Begin Document section

Incubator CEO fled law career for high tech

Esther Barak-Landes left a promising law career to found Nielsen's incubator.

Esther Barak-Landes (48) is one of the few women at the top of Israel's venture capital industry. Six months ago, she became the first CEO of an Israeli high tech incubator, Nielsen Innovate, established by global research company Nielsen Holdings NV (NYSE: NLSN), which has more than $5 billion in annual revenue. Nielsen Innovate has NIS 100 million. Nielsen's partners in the incubator are Igal Ahouvi, Ron Lauder, and his associates former Citigroup and Time Warner chairman Richard Parsons, and former Estee Lauder chairman and CEO Fred Langhammer.

"The connection with Nielsen was established when I met Nielsen EVP Itzhak Fisher. The meeting was for a completely different business matter, but the subject of technology incubators came up. That is how the partnership was formed," Barak-Landes told "Globes" in an exclusive interview.

"I am the first woman in Israel to set up an incubator with a foreign company. This was something new on the Israeli scene. The logic was that Israel has a lot of innovation and many entrepreneurs. Just last year, 900 new companies were founded, of which 600 raised money. The whole world is now very interested in our model. I get calls every week, and organizations interested in the program visit us. It's no small thing."

I had guts

Barak-Landes's career began in law, in the footsteps of her father, former President of the Supreme Court Judge Emeritus Aharon Barak, and her mother, National Labor Court Vice President Elisheva Barak. After completing law school and an internship at the Supreme Court, she joined the firm Kantor Elhanani Tal & Co. Advocates, where she handled major deals. Nine years later, she decided to go into high tech, and joined the start-up CashU Ltd.

End Document section
Begin Listed entries

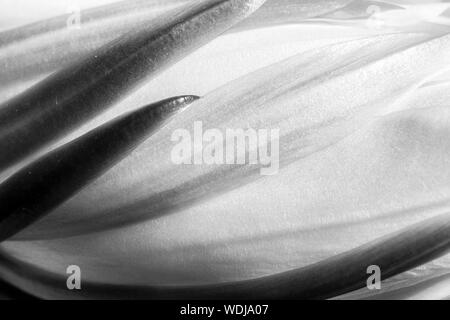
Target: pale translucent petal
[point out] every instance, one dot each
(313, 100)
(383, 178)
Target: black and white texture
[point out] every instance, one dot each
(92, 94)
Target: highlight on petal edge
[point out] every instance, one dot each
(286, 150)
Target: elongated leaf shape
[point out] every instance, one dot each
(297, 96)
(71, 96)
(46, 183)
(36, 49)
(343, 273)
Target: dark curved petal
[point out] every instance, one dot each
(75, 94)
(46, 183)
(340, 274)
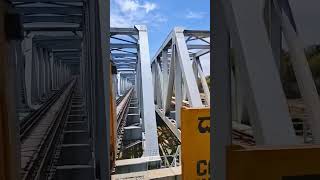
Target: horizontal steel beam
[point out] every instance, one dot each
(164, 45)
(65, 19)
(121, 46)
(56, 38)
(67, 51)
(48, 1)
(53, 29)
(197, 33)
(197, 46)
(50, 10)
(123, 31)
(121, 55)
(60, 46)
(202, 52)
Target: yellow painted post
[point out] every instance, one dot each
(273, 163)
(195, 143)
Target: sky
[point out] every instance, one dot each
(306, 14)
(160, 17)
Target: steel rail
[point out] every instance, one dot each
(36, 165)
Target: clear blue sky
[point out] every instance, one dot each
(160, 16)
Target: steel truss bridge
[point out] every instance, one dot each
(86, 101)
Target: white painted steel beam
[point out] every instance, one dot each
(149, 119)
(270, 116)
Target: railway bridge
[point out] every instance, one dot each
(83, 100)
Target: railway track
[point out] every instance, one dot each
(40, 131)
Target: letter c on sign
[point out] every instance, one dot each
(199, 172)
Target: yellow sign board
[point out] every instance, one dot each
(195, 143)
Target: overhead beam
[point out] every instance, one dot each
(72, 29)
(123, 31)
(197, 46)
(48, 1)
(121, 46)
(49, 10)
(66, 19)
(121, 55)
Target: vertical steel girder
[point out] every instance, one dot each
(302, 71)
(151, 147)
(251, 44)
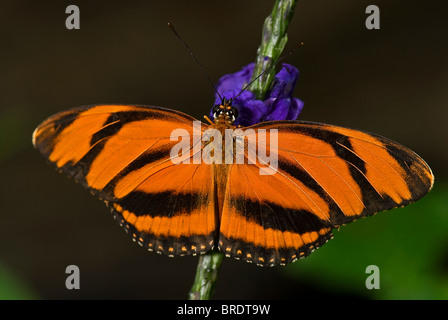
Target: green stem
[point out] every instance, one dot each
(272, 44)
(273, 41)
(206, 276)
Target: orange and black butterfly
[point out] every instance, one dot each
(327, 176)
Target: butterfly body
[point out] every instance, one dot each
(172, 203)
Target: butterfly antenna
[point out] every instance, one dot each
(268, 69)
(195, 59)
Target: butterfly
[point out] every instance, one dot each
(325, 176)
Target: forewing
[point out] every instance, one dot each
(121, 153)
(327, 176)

End Listed entries

In the article about Esther Barak-Landes, whom did she meet that led to the connection with Nielsen? The rows are separate material and have no connection to the article about Esther Barak-Landes.

Response: Nielsen EVP Itzhak Fisher.